● Objective
Repeat the data below word for word, keeping every line in its original order.

● Data extract
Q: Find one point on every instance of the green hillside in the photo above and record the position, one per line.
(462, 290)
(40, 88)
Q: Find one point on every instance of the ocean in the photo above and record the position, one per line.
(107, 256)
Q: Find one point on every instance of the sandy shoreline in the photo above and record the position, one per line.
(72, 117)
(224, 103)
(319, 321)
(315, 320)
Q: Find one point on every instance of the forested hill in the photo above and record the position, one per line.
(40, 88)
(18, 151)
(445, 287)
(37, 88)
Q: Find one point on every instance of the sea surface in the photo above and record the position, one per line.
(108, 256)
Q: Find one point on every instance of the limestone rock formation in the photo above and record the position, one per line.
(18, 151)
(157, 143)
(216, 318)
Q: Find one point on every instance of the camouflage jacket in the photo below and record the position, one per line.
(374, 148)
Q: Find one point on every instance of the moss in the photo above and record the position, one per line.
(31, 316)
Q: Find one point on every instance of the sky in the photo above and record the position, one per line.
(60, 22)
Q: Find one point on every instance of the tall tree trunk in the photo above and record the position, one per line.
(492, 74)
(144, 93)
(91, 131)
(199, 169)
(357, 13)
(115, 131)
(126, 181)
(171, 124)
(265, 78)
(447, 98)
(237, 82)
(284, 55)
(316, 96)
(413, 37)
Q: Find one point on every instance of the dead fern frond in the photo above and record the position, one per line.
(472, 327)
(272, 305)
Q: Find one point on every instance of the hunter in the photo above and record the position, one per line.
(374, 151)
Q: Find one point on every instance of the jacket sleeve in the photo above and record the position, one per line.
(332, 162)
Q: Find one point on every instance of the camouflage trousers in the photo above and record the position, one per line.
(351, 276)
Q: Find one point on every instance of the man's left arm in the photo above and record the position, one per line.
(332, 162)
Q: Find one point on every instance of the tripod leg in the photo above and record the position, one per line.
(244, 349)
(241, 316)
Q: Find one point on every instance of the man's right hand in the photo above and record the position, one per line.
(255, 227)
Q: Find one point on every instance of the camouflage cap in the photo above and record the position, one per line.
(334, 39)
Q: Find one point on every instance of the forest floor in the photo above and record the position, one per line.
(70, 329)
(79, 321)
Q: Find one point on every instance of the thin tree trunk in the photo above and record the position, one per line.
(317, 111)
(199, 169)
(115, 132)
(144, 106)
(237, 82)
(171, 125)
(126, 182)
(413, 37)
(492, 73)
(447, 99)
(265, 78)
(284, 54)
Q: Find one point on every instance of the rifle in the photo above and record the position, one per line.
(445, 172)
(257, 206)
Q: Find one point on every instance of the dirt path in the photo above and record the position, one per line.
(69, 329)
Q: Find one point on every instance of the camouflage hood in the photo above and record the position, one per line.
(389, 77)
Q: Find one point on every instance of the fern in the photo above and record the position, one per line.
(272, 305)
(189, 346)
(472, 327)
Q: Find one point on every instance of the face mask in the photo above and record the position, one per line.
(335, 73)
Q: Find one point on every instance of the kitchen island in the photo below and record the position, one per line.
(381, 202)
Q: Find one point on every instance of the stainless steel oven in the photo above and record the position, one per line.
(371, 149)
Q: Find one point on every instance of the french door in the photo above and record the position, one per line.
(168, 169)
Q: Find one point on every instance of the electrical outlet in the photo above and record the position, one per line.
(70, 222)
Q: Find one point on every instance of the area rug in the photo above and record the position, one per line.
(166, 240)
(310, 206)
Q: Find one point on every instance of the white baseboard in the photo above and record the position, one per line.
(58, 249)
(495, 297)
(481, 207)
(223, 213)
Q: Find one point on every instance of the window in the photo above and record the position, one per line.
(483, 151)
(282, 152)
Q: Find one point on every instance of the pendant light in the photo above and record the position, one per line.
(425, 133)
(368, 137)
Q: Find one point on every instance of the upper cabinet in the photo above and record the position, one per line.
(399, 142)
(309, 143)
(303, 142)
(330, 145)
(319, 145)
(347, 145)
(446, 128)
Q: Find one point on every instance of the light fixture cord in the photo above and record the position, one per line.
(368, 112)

● Answer for the task
Q: Find one point on every instance of the green hillside in the photo above and record the position, one per line.
(462, 290)
(40, 88)
Q: Find one point on every instance of the ocean in the photo above and record the position, one per line.
(107, 256)
Q: Find one point on every instance of the sandy shoreline in the photo above and record the position, one per line.
(72, 117)
(224, 103)
(319, 321)
(315, 320)
Q: Find one point on every instance of the forested hill in the photo above and record the position, one per line.
(40, 88)
(18, 151)
(445, 287)
(37, 88)
Q: Find one point on every instance of the sea surface in the photo above and record the position, one per line.
(108, 256)
Q: Find one point on every instance of the limestone rock formation in the photo above and record the position, one per line.
(18, 151)
(157, 143)
(216, 318)
Q: Find one point on every instance of the camouflage jacket in the photo below and record the position, one per line.
(374, 148)
Q: Find one point on every instance of the moss in the photo above and record the position, one per line.
(31, 316)
Q: Find one point on every instance of the sky in the photo above and record the position, one per line.
(60, 22)
Q: Find one point on every instance of the tall tree trunk in the photo above and record the position, one per line.
(492, 74)
(144, 93)
(91, 131)
(199, 169)
(357, 13)
(115, 131)
(126, 181)
(171, 124)
(265, 78)
(447, 98)
(237, 82)
(284, 55)
(316, 96)
(413, 37)
Q: Find one point on every instance of the dead fern frond in the photo above and record the position, one per line.
(472, 327)
(272, 305)
Q: Find one point on every instance of the hunter in the photo above and record the position, one per line.
(374, 151)
Q: Find one point on every instance of the jacket sleeve in the photo above and record the position, one per line.
(332, 162)
Q: Find one point on every instance of the camouflage trousers in the photo above and record the position, one per line.
(351, 276)
Q: Find one point on every instance of the man's left arm in the photo above and record the position, one per line.
(332, 162)
Q: Find one point on every instance of the tripod leg in the photo above and record the position, one per line.
(244, 349)
(241, 316)
Q: Find one point on every instance of the man's right hand in the photo above and record the position, one per line.
(255, 227)
Q: Find one point on every instance of the camouflage cap in the photo above and record the position, one per line.
(334, 39)
Q: Find one point on every instance of the forest floor in the photo above and record the position, one per line.
(70, 329)
(79, 321)
Q: Find one point on every instance of the thin tree trunk in the photo above and record the position, one per line.
(317, 111)
(199, 169)
(115, 132)
(144, 106)
(237, 82)
(171, 125)
(126, 182)
(413, 37)
(492, 73)
(447, 99)
(265, 78)
(284, 54)
Q: Find one point on every instance of the rifle in the photo above and record the position, one per line.
(445, 172)
(257, 206)
Q: Find one point on every instance of the dirt path in the photo above and record the position, one per line.
(69, 329)
Q: Find one point on every instance of the camouflage hood in the photo above and record the position, one per line.
(389, 77)
Q: Find one point on every instance of the fern in the photo above and record the position, one per line.
(272, 305)
(189, 346)
(472, 327)
Q: Find one point on every instance of the face mask in the photo above and record the position, one per line.
(335, 73)
Q: Find one point on every instance of the kitchen island in the photo below and record the position, one per line.
(381, 202)
Q: Find one point on every instance of the stainless steel oven in the photo above and record the position, one per line.
(371, 149)
Q: Find one point on every instance of the french door in the photo above and record the position, one per line.
(168, 169)
Q: Find one point on every instance of the electrical outlet in the photo above and record the position, one per line.
(70, 222)
Q: Find one point on every instance of the area rug in the photo above and record the position, one per line.
(166, 240)
(310, 206)
Q: Find one point on every instance of the white baseboard in the photo above and record the position, one per line.
(58, 249)
(495, 297)
(481, 207)
(223, 213)
Q: Find one point on every instance of the window in the photo above and record the position, one per line.
(483, 151)
(282, 152)
Q: Find one point on every instance of the pendant light in the photo above and record the position, one per line.
(425, 133)
(368, 137)
Q: Find one point on every instance of the upper cabinet in the photo above and record the position, one per line.
(399, 142)
(309, 143)
(303, 142)
(330, 145)
(319, 145)
(347, 145)
(446, 128)
Q: Find one point on every instance of the light fixture cord in the photo above and record the position, one per line.
(368, 112)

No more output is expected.